### Objective:
Will you quote only the lines starting at the one that contains "Target: microwave control panel" and ending with the last line of the listing below, inclusive?

### Exercise materials:

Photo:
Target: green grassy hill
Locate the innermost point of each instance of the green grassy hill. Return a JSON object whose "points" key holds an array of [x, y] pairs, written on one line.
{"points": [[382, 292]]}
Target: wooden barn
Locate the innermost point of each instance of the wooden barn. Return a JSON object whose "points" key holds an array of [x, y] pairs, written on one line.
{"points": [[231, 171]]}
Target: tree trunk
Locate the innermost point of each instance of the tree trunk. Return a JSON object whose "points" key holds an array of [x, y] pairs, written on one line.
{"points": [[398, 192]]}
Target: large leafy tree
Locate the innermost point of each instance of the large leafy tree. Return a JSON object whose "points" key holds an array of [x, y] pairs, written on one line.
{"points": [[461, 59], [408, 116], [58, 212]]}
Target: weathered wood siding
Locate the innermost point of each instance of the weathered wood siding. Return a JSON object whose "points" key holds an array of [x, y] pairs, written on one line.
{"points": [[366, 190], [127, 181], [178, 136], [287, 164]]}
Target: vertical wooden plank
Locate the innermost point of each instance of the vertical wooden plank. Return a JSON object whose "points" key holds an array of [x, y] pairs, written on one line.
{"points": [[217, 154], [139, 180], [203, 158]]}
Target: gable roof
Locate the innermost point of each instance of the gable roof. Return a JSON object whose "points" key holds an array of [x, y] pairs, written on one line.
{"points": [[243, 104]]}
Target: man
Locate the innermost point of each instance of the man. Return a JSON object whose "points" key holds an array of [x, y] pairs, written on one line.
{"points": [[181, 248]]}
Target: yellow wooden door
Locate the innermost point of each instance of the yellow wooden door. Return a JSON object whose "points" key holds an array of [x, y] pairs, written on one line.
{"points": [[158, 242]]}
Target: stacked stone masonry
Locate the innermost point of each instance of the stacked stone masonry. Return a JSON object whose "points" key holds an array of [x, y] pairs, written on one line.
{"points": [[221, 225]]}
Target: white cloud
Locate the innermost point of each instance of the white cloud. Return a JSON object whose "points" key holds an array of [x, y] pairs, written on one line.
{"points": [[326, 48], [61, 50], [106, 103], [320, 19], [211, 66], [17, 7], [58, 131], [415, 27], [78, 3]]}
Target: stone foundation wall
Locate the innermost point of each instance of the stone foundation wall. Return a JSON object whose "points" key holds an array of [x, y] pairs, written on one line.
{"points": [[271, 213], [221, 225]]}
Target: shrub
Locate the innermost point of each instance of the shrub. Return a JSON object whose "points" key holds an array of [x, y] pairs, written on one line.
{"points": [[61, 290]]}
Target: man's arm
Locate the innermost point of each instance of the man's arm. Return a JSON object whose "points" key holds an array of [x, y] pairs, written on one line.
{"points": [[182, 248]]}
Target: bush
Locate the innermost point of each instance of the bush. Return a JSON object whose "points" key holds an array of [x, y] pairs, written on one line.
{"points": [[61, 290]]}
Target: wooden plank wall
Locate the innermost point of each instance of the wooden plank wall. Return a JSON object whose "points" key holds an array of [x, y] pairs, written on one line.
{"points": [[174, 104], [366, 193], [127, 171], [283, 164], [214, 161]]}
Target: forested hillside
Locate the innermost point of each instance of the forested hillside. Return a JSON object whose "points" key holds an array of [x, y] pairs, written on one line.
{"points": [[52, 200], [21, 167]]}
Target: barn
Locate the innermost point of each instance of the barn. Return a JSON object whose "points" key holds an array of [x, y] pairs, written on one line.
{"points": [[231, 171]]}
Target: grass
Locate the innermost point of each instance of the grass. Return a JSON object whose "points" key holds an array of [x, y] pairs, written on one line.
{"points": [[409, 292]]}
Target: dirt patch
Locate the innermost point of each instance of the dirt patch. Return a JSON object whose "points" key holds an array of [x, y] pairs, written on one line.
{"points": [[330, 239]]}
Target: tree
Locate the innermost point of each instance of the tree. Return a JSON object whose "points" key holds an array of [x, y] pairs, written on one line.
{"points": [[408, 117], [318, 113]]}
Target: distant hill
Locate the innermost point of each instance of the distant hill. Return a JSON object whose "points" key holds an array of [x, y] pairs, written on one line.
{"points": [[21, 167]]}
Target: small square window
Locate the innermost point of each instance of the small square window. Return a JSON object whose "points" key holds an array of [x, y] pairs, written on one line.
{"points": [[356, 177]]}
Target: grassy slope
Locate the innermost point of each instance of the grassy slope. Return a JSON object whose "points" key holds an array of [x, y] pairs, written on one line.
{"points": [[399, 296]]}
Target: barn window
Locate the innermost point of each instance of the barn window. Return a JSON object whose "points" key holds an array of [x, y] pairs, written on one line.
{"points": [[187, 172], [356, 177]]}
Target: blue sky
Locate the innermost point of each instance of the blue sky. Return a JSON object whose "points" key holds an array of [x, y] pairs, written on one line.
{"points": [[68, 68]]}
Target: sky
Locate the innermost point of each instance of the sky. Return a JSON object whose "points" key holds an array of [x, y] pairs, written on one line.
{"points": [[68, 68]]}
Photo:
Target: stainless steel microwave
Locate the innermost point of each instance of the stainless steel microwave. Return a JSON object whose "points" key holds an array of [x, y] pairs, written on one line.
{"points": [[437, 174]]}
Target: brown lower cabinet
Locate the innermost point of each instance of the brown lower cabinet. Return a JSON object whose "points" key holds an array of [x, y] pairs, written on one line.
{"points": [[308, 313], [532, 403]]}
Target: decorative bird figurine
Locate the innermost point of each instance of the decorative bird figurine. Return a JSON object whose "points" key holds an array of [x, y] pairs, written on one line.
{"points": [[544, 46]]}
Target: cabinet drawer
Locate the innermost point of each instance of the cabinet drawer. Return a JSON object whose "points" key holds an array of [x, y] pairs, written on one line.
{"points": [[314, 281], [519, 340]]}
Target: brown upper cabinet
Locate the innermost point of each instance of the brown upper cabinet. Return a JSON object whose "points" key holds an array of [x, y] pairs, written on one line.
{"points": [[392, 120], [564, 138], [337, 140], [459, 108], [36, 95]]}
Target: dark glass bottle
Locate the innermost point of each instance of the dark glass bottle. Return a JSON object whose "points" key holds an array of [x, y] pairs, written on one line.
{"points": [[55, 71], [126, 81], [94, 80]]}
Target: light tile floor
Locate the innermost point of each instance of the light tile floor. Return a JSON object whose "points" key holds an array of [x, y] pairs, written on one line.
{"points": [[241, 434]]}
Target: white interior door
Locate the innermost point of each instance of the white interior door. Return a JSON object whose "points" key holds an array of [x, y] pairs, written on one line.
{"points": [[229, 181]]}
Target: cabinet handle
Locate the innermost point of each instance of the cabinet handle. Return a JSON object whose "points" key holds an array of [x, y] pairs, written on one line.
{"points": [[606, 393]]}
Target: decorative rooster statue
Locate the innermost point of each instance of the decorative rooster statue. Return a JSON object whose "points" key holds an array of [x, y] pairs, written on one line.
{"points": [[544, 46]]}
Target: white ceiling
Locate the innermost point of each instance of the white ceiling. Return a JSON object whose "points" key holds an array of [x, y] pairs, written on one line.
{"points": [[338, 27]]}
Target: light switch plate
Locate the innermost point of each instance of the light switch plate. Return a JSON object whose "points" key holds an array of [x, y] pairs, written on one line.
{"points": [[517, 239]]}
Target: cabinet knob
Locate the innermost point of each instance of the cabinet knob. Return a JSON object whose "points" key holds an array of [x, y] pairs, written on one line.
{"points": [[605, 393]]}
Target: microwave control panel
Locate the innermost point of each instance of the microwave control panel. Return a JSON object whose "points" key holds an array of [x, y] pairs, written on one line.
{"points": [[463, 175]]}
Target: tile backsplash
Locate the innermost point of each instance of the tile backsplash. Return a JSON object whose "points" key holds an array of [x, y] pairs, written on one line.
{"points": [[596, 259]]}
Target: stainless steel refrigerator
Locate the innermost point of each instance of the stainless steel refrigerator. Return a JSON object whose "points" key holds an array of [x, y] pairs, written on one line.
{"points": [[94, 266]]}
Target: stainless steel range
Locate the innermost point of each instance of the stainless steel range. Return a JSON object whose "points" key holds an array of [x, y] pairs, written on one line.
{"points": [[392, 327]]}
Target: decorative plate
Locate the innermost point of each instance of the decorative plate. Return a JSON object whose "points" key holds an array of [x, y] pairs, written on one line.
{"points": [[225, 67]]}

### Solution for this task:
Target: microwave control panel
Locate the innermost point of each instance of the microwave control panel. Return a JSON object whose "points" key holds an array of [x, y] pairs, written on one line.
{"points": [[463, 175]]}
Target: tile backsplash
Locate the innermost point of each instance of the tile backsplash. Return a JSON object whose "points" key holds an array of [x, y] pairs, written on one line.
{"points": [[596, 259]]}
Target: stainless steel refrigerator
Locate the innermost point of each instance of the stainless steel refrigerator. Return a JSON object whose "points" key holds an array of [x, y] pairs, written on one line.
{"points": [[94, 266]]}
Target: stainless steel range
Locate the innermost point of each instance of the stainless steel range. Return a JSON object whose "points" key holds an array of [x, y] pairs, written on one line.
{"points": [[392, 327]]}
Target: decorative plate
Locate the innermost point of each instance of the decorative plate. Return a JSON object whose "points" key holds an array of [x, y] pairs, written on one line.
{"points": [[225, 67]]}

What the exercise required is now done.